— begin Supplied entries —
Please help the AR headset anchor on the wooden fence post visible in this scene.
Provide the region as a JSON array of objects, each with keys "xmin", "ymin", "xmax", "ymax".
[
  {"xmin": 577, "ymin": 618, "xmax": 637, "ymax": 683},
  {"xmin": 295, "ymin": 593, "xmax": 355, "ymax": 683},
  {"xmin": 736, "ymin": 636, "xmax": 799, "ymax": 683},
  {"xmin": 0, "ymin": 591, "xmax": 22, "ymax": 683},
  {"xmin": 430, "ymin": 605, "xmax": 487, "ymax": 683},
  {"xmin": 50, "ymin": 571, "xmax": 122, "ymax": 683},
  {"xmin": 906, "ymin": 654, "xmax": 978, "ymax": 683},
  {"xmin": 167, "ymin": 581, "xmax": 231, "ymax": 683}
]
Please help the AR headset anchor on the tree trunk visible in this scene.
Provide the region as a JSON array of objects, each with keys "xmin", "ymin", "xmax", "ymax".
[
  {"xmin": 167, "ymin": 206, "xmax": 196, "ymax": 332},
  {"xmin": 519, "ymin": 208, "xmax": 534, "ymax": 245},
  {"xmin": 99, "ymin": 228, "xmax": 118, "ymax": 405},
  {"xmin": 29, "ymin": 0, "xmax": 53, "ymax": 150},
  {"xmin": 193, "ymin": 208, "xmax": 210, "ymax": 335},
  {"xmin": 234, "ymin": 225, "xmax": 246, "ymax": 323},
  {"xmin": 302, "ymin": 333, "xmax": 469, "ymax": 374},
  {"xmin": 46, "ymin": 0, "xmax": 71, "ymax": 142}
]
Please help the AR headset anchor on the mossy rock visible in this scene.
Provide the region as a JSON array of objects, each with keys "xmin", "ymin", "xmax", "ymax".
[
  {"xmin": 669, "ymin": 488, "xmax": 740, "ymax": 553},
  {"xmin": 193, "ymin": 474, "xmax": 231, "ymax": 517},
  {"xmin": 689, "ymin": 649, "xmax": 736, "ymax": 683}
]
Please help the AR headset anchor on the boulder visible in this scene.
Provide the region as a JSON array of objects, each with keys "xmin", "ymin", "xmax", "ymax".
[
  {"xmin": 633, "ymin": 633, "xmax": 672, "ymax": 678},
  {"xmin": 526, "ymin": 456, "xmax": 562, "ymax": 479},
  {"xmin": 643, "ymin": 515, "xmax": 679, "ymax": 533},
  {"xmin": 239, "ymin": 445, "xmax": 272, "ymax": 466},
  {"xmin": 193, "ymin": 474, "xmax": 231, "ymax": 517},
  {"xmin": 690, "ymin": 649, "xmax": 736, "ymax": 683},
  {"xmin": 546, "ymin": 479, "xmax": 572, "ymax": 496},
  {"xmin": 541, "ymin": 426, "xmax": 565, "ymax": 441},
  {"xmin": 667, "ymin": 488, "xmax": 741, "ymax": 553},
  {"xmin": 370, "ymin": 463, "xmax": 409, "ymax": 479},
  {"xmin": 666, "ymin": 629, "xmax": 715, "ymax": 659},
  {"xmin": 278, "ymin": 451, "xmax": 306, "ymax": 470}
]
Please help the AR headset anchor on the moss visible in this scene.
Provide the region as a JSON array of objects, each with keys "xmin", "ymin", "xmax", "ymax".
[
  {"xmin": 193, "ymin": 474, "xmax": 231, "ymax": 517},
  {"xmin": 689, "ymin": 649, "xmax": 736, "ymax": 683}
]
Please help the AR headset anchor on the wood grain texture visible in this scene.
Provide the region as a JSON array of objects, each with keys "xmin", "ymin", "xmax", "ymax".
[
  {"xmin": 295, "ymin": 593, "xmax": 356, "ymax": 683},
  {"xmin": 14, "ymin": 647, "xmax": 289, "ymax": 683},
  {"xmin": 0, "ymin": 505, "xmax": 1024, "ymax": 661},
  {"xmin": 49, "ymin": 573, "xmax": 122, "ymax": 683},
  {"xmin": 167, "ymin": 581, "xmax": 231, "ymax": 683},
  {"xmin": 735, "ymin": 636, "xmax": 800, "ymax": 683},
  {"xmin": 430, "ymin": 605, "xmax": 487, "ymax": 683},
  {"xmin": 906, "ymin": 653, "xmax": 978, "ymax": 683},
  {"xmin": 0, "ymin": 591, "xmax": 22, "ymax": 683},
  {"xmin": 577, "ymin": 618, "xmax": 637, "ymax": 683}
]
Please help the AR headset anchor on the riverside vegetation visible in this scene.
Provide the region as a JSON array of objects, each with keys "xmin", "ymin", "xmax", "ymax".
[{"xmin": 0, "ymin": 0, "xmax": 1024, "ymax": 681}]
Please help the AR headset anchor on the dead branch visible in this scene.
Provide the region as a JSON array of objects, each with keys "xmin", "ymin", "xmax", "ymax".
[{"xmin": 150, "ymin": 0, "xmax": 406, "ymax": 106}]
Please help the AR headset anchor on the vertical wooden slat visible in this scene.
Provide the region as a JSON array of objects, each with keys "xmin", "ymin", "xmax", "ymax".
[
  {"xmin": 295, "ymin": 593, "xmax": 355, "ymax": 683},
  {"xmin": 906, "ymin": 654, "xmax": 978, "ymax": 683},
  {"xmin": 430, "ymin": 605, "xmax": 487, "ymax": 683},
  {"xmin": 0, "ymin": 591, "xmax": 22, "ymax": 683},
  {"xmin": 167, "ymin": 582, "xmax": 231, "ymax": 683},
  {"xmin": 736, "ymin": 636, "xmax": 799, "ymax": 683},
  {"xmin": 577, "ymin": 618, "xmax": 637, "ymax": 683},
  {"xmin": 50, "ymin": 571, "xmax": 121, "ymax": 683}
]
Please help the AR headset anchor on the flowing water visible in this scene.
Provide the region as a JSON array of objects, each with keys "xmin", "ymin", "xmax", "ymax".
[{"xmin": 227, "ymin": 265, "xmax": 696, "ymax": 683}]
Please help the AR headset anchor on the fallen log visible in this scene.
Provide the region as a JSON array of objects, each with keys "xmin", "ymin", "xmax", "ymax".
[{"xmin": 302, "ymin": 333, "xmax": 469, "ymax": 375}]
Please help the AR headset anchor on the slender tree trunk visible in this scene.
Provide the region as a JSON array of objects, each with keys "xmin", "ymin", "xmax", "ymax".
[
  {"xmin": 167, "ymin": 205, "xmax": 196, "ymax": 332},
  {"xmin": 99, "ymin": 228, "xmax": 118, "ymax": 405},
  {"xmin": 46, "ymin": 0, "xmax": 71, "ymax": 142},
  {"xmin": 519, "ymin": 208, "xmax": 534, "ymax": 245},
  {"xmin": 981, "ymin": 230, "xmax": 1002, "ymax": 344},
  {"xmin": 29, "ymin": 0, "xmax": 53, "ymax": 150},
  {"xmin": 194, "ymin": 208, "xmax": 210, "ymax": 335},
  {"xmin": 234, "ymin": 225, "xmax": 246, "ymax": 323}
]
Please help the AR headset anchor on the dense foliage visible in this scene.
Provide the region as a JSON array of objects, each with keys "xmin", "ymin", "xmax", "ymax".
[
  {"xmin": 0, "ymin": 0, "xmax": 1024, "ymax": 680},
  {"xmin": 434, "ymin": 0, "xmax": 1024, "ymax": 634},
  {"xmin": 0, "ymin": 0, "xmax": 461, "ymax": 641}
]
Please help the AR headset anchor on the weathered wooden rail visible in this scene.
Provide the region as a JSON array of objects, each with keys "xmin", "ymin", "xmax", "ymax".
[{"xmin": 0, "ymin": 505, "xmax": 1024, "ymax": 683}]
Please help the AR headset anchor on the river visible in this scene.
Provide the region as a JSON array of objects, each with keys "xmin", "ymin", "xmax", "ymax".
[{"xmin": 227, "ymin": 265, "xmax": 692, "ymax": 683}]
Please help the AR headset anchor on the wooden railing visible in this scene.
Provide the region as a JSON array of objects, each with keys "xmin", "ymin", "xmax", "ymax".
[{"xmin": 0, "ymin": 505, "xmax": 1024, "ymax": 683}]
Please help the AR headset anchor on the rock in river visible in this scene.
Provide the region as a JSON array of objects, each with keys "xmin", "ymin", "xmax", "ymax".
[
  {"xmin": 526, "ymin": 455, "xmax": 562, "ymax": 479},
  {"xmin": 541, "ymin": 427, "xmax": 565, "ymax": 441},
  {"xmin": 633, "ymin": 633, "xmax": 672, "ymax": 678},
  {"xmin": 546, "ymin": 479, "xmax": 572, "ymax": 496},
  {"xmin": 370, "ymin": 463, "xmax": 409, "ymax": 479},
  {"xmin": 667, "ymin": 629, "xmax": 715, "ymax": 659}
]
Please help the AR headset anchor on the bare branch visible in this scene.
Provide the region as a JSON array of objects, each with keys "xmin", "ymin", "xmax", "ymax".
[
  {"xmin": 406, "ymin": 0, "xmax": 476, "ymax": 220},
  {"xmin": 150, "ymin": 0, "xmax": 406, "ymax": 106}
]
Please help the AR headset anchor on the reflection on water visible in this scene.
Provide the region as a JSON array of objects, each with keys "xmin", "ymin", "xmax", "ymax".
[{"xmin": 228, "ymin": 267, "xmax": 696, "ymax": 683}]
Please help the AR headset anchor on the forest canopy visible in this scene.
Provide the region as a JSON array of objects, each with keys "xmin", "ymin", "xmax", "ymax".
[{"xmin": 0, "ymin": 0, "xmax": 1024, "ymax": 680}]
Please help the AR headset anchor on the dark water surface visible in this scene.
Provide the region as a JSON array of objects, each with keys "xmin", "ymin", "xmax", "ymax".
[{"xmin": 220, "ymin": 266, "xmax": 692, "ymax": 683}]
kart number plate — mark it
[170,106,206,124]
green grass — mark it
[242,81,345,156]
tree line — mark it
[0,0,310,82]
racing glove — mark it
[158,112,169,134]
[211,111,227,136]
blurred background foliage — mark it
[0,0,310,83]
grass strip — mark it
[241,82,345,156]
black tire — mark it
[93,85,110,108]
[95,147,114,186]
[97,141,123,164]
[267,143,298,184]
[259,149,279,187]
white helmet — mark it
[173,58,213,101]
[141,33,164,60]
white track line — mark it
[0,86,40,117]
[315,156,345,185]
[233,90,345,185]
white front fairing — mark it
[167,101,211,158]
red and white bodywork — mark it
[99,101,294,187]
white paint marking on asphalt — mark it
— end Supplied entries —
Work instructions: Repeat verbatim the lines from the one containing "black tire — mark it" through the one containing "[233,90,345,185]", both included.

Answer for the task:
black tire — mark it
[93,85,110,108]
[95,147,114,186]
[97,141,123,164]
[267,143,298,184]
[259,149,279,187]
white helmet — mark it
[173,58,213,101]
[141,33,164,60]
white track line — mark it
[0,86,40,117]
[315,156,345,185]
[233,90,345,185]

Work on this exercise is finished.